# Passage
I built a Coffee Beans Tracker that does OCR inventory management, with GPT and no code
26 Aug 2024I brew coffee and I buy a lot of beans. I’m also a lazy person that doesn’t want to type in all the details in one of the available apps and track things to the grams.
Luckily I found out that GPT-4o (free tier) is good enough to take a few photos I uploaded of a bag and parse it’s roaster, varietal, origin, tasting notes, roast date, etc. I tried with a dozen different bags and it works pretty well - even when it makes mistakes I can correct them with natural language conversation, which I enjoyed.
Then I had to figure out storage. I don’t want to rely on the chat history / context as a way to store info as that can easily get lost. I discovered GPT Actions. My immediate thought is to give GPT some access of an online scratchpad that it can read and write and call it a day. That’s how I ended up integrating it with GitHub Gist. I created an empty gist file, and generated an app access token that reads/writes gist files. I hardcoded this token to GPT Actions, (struggled quite a bit on teaching it how to use the gist API), and voila it was able to write stuff to my gist file!

# Assignment 1
In the coffee tracker post, what service did the writer connect GPT to for storing information?
# Assignment 2
From the coffee tracker post, list every detail the writer names that GPT-4o pulled from photos of a coffee bag.
# Assignment 3
Output the stretch of the coffee tracker post from "I built a Coffee" through "which I enjoyed." word for word.

# Provided material
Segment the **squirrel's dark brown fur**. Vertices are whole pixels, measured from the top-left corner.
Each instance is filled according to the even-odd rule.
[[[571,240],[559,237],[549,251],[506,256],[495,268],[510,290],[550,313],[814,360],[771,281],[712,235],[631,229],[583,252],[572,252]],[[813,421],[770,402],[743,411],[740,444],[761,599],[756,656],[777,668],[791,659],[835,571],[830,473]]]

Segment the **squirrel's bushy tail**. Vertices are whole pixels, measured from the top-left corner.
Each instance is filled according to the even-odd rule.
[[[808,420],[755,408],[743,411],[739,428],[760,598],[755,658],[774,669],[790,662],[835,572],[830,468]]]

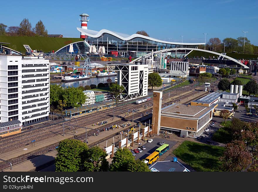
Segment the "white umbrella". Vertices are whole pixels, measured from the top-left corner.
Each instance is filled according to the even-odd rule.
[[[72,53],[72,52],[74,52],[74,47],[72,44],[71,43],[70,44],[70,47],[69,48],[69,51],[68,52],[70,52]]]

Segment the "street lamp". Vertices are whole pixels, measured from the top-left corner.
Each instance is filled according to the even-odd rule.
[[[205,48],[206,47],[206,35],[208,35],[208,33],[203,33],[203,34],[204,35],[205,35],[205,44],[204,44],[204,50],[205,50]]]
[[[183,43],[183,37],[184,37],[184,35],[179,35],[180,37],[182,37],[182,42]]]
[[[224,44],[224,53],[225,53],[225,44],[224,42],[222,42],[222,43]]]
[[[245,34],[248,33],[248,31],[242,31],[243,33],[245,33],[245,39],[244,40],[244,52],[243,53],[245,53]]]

# Written solution 1
GitHub Gist.

# Written solution 2
Roaster, varietal, origin, tasting notes, roast date.

# Written solution 3
I built a Coffee Beans Tracker that does OCR inventory management, with GPT and no code
26 Aug 2024I brew coffee and I buy a lot of beans. I’m also a lazy person that doesn’t want to type in all the details in one of the available apps and track things to the grams.
Luckily I found out that GPT-4o (free tier) is good enough to take a few photos I uploaded of a bag and parse it’s roaster, varietal, origin, tasting notes, roast date, etc. I tried with a dozen different bags and it works pretty well - even when it makes mistakes I can correct them with natural language conversation, which I enjoyed.